Russel Edwards, uomo d’affari e autore di “Naming Jack the Ripper”, uscito nelle librerie d’Inghilterra il 9 settembre, al prezzo di 16.99£, è sicuro di aver scoperto l’identità di Jack lo squartatore, il serial killer di Whitechapel, un povero sobborgo di Londra.
Si tratterebbe di un immigrato polacco, già inscritto nella lista dei sospettati del tempo poichè viveva e lavorava come parrucchiere a pochi metri dalla zona degli omicidi: il ventitreenne Aaron Kosminski.
L’ispettore a capo delle indagini nel 1888, Donald Swanson, scrive delle osservazioni su di lui: “E’ un ebreo polacco, di basso ceto, che vive con la sua famiglia a Whitechapel, la zona tristemente rinomata per i suoi quartieri degradati e teatro degli efferati delitti del killer”, e anche l’assistente capo, Sir Melville Macnaghten, lo menziona in un memorandum: “Ha un grande odio per le donne … con forti tendenze omicide”. La colpevolezza di Kominski non venne però mai accertata e il presunto killer morì impunito, nel 1899, in un manicomio, malato di schizofrenia e eccessivo “abuso di sé”, o eccessiva masturbazione, dopo aver contratto la cancrena a una gamba.

### Dati disponibili
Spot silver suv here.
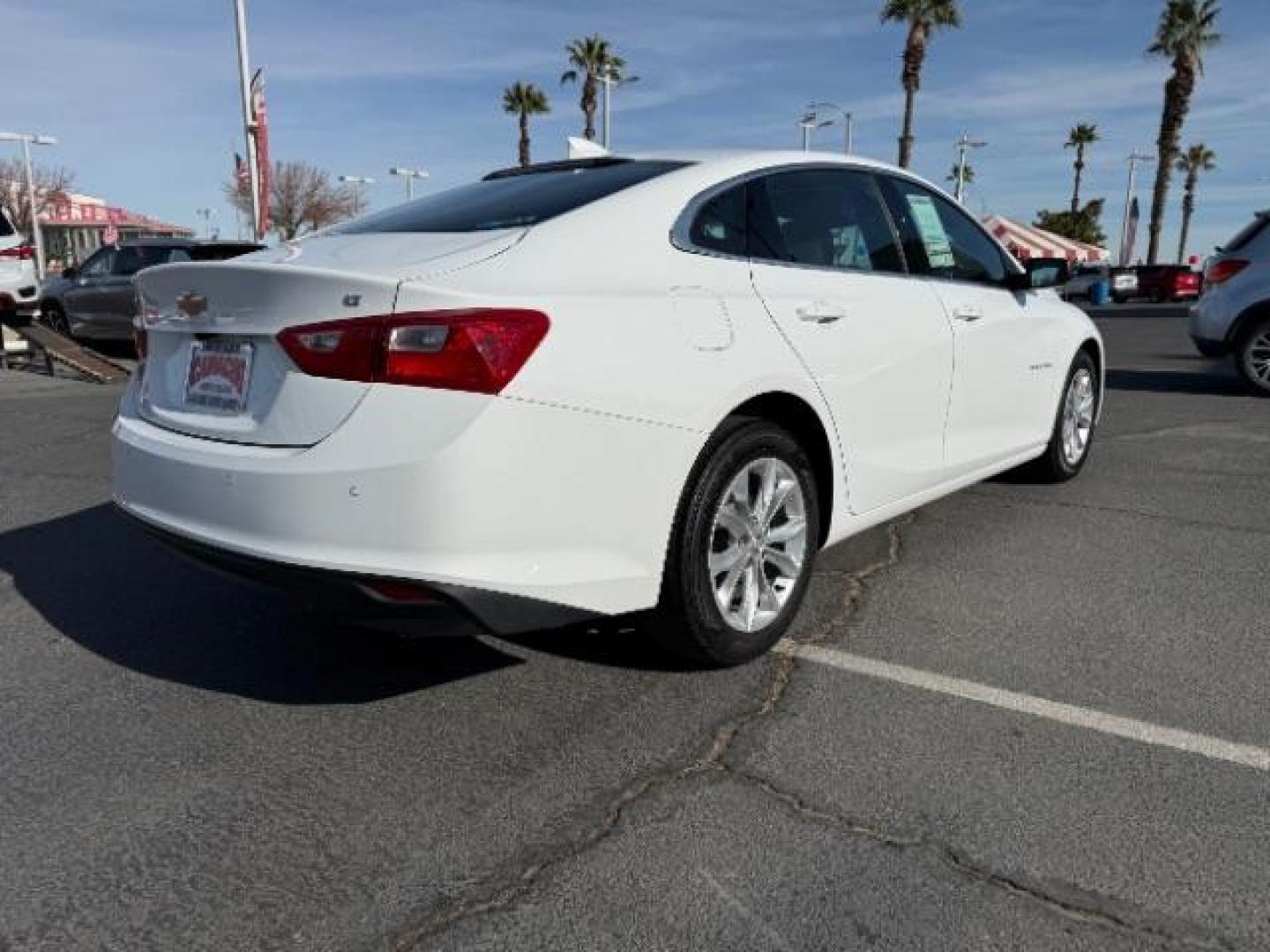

### Da fare A
Nel brano su Jack lo squartatore, in che anno morì Aaron Kosminski?
### Da fare B
Trascrivi per favore il tratto del brano su Jack lo squartatore che va da "Si tratterebbe di" fino a "ventitreenne Aaron Kosminski.", entrambi inclusi.
### Da fare C
Prosegui il brano su Jack lo squartatore dal punto in cui si ferma.

### Esito del compito A
Nel 1899.

### Esito del compito B
Si tratterebbe di un immigrato polacco, già inscritto nella lista dei sospettati del tempo poichè viveva e lavorava come parrucchiere a pochi metri dalla zona degli omicidi: il ventitreenne Aaron Kosminski.

### Esito del compito C
Fu egli, secondo quest’ultima rivelazione, a macchiarsi di almeno cinque omicidi di prostitute nell’Autunno del 1888, definendosi, in una delle tre lettere spedite al direttore della Central News Agency, “Jack lo squartatore” per le varie mutilazioni inflitte alle sue vittime (reni, orecchie, utero e interiora in alcuni casi erano state grossolanamente strappate dai loro corpi), o semplicemente “Jack il dispettoso”.
Il malvagio Jack, proprio in queste lettere, sembrava deridere la polizia londinese, troppo lenta e cieca per riuscire a catturarlo, ma oggi è stato inchiodato dal DNA.
Sul corpo di una delle sue ultime vittime, Catherine Eddowes, fu ritrovato uno scialle di ottima fattura, macchiato di sangue in due sezioni abbastanza estese, che venne prelevato e conservato da un poliziotto, il sergente Amos Simpson, presente sulla scena del delitto, e dai suoi discendenti.
Soltanto nel marzo del 2006 uno di loro, David Melville-Hayes, decise di mettere lo scialle all’asta, e scrisse una lettera al nuovo acquirente, il già citato Russel Edwards, spiegandone la provenienza.
Fu così che il businessman, o ,come lui stesso si definisce, l’armchair detective, chiese aiuto al dottor Jari Louhelainen, un esperto di prove genetiche provenienti da storiche scene del crimine, che oltre ad essere docente di biologia molecolare alla Monroe University di Liverpool, risolve cold cases dell’Interpol.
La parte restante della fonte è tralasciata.